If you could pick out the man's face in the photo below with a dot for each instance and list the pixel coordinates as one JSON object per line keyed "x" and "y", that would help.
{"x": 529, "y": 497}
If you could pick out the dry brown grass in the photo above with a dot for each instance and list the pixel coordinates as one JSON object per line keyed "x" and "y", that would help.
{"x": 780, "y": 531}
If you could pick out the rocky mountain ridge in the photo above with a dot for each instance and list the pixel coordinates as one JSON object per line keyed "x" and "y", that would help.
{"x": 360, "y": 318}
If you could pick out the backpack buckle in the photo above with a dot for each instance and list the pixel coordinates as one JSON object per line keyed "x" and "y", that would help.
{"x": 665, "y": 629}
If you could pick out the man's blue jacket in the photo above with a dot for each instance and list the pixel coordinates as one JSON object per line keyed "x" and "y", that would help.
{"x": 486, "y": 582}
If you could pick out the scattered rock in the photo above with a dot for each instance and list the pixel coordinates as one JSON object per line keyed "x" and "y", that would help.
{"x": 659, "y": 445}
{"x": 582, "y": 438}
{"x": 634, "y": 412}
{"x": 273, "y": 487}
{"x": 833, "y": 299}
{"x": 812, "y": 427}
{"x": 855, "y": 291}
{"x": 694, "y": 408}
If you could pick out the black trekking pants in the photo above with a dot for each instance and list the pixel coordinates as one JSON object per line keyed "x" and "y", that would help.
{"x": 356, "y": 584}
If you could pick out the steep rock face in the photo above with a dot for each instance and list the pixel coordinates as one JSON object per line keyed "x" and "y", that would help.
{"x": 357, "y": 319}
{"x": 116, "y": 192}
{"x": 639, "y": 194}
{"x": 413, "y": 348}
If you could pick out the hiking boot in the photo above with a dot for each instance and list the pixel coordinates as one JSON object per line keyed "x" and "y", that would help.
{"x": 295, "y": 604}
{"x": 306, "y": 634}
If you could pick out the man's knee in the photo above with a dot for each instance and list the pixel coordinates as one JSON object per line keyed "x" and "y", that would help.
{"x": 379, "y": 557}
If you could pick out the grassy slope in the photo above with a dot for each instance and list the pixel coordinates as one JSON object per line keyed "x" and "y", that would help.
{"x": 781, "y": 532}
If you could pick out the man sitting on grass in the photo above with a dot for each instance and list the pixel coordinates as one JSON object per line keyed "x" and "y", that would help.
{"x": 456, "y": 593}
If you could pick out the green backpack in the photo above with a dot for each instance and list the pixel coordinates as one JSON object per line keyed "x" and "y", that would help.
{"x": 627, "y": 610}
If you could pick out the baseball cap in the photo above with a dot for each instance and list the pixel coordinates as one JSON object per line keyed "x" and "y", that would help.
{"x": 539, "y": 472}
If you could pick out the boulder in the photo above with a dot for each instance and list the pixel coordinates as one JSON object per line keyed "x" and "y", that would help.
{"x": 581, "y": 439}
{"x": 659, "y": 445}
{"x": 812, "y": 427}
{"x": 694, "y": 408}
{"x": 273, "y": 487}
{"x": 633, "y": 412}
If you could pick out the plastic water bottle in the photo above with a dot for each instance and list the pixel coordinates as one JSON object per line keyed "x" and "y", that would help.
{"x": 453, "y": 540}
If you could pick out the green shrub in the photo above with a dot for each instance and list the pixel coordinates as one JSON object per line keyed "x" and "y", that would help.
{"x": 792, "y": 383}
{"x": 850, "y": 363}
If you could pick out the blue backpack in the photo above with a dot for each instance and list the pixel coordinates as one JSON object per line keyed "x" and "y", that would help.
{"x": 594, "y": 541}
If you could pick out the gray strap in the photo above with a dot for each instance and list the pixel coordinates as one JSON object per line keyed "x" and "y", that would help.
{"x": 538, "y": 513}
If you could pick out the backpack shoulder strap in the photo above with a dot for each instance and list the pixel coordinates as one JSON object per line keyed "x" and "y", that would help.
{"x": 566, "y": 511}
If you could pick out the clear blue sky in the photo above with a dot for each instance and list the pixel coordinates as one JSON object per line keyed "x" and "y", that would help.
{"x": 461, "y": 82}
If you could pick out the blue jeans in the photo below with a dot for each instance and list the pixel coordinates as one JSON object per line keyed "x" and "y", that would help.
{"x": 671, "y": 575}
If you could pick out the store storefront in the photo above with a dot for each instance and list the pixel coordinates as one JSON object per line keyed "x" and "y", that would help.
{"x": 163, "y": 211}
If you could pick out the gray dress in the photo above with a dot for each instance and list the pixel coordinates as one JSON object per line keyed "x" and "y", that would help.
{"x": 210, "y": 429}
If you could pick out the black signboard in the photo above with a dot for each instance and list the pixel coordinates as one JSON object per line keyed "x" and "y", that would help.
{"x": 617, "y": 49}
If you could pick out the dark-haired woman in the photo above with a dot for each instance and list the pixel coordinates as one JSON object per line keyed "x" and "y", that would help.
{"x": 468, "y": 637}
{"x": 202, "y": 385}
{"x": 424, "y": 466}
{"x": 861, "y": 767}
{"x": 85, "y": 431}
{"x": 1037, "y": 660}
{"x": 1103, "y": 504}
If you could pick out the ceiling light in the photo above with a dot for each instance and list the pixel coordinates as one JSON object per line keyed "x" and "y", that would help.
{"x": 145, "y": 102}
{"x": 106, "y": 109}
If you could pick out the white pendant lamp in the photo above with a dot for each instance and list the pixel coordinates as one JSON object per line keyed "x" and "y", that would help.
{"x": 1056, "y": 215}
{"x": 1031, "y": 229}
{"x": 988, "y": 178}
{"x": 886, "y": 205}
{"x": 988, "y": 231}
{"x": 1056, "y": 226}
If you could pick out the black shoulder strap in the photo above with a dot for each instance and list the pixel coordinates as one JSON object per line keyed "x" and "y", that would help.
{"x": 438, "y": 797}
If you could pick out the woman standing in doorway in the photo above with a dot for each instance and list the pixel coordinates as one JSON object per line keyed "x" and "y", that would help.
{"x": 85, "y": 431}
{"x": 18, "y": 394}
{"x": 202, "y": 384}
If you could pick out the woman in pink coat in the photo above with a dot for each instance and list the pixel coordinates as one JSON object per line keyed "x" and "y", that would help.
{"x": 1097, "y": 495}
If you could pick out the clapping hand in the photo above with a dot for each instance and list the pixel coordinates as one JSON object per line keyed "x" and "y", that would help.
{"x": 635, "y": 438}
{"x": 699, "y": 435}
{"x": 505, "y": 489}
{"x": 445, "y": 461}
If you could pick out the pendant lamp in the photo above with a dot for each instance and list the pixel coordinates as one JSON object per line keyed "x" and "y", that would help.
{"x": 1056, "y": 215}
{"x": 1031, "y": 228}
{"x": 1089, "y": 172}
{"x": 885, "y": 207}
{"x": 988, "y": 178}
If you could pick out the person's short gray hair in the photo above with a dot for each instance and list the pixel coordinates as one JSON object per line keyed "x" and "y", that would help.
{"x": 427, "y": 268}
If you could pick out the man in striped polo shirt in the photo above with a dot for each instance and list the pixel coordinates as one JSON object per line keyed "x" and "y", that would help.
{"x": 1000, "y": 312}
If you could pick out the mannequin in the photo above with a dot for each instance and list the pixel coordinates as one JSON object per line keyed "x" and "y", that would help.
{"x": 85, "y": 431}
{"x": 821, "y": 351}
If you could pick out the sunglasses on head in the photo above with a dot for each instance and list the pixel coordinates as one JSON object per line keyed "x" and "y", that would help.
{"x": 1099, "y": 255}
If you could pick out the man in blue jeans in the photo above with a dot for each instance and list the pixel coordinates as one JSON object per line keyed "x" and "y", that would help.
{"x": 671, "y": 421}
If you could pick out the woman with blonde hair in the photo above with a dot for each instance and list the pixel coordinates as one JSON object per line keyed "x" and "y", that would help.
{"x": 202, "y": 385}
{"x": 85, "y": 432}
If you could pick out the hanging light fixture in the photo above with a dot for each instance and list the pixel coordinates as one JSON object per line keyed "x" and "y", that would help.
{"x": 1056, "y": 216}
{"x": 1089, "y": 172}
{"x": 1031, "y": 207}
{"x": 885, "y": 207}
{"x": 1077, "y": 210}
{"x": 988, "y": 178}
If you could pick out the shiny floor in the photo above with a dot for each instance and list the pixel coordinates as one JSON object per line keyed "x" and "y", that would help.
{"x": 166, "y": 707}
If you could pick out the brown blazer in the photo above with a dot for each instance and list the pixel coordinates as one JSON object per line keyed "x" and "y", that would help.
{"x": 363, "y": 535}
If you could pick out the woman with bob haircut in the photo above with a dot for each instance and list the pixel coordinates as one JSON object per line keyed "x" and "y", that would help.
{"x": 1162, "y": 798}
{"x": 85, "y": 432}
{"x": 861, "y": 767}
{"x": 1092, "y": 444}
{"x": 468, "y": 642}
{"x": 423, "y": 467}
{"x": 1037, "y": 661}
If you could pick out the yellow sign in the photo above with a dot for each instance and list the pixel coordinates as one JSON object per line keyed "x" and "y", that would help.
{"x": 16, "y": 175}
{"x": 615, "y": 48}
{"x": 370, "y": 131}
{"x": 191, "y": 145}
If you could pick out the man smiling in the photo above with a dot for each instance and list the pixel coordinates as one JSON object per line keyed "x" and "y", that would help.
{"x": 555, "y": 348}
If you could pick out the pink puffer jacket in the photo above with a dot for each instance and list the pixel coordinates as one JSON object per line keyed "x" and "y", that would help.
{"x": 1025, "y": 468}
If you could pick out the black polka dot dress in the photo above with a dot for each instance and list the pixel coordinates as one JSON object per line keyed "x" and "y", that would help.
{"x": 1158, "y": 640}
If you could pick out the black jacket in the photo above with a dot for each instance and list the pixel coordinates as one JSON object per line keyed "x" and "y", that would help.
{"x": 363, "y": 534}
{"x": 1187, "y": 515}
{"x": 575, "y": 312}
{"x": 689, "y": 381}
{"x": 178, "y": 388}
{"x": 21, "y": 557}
————————
* _OBJECTIVE_: Rewrite the stretch from the line containing "If you could pick out the yellow" through the end of the records, putting "that would be useful" wherever "that would help" appears and leaving everything else as it is. Give only those lines.

* _SOLUTION_:
If you could pick out the yellow sign in the photo above with a dot for each instance and list the pixel coordinates as one JSON object per line keyed "x" and "y", that would be useful.
{"x": 16, "y": 175}
{"x": 615, "y": 48}
{"x": 370, "y": 131}
{"x": 191, "y": 145}
If you could pick out the man smiling in the photo above with a dot for each instance and list the pixel coordinates as one JSON object per line keyed "x" and "y", that would be useful.
{"x": 555, "y": 348}
If you could pick out the pink puffer jacket in the photo above with a dot for each instance and list the pixel coordinates as one JSON object per line keyed "x" and "y", that would be useful.
{"x": 1025, "y": 468}
If you could pick out the black polka dot dress in the photo above with a dot for each instance and list the pixel coordinates as one JSON object per line keyed "x" and "y", that would be useful.
{"x": 1158, "y": 640}
If you could pick out the black jacket in the photo above with a dot for each instance and list the pixel coordinates as one JSON object per line keyed "x" and "y", that would be useful.
{"x": 363, "y": 534}
{"x": 1187, "y": 515}
{"x": 575, "y": 312}
{"x": 689, "y": 381}
{"x": 178, "y": 388}
{"x": 21, "y": 557}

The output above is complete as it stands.